▸ REQUIRED WORK
**1)** Decide whether each statement below agrees with the correlation matrix thread. Answer yes or no for each, quoting the words of the thread that decide it.
(a) The dopar work was split into 88 blocks.
(b) The computation used all 64GB of the available RAM.
(c) Printing the 75×75 matrix as a table takes up 8 pages.
**2)** In the correlation matrix thread, which functions does anspiess name for producing a colored representation of correlations?
**3)** Reproduce everything in the correlation matrix thread from "8. […] values" down to "a correlation matrix?".

▸ GIVEN TEXT
-.-.-
I just modified you and David’s replacing cor with crossprod. Which gives me a NxN matrix of people’s relatedness. Dividing row and then columns by the diagonal gets me the same as cor().

G <- crossprod(G)
D <- diag(G)
C <- sweep(G,2,D,"/")
C <- sweep(C,1,D,"/")

7. Oh, and I split dopar into 88 blocks, so 4928/88=56 people with 340K markers.

Now, on 16 cores, it finishes the full matrix in under and hour and uses about 30GB of my 64GB of ram.

8. […] values (think arrayfun, matfun, etc.)  This didn't work.  I then learned about a function called bigcor in R from a colleague, and exported my data to try that out.  Even my data was too big for it, and I […]

9. prettygurrly says:

I’m writing up my results of a significantly smaller but still quite large matrix (75×75). I’m finding I’m using a lot of words but if I try to print the matrix at a table it takes up 8 pages. A journal is going to charge me a lot for that. I’ve done cluster analysis too which I will present as a graphic but that doesn’t show which variables are negatively or positively correlated, just the ones that have the strongest relationship with. does anyone know of a nifty way to summarise a correlation matrix?

• anspiess says:

I think you need a colored representation of your correlations (heatmap). You could use “image”, “heatmap” or “levelplot” (lattice).
-.-.-
▸ AVAILABLE DATA
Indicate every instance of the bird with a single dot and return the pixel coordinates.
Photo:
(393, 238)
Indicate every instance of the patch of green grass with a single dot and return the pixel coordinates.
-.-.-
▸ WORKED ANSWERS
**1)**
(a) Yes: "I split dopar into 88 blocks"
(b) No: "uses about 30GB of my 64GB of ram"
(c) Yes: "it takes up 8 pages"

**2)** Anspiess names "image", "heatmap" or "levelplot" (lattice).

**3)**
8. […] values (think arrayfun, matfun, etc.)  This didn't work.  I then learned about a function called bigcor in R from a colleague, and exported my data to try that out.  Even my data was too big for it, and I […]

9. prettygurrly says:

I’m writing up my results of a significantly smaller but still quite large matrix (75×75). I’m finding I’m using a lot of words but if I try to print the matrix at a table it takes up 8 pages. A journal is going to charge me a lot for that. I’ve done cluster analysis too which I will present as a graphic but that doesn’t show which variables are negatively or positively correlated, just the ones that have the strongest relationship with. does anyone know of a nifty way to summarise a correlation matrix?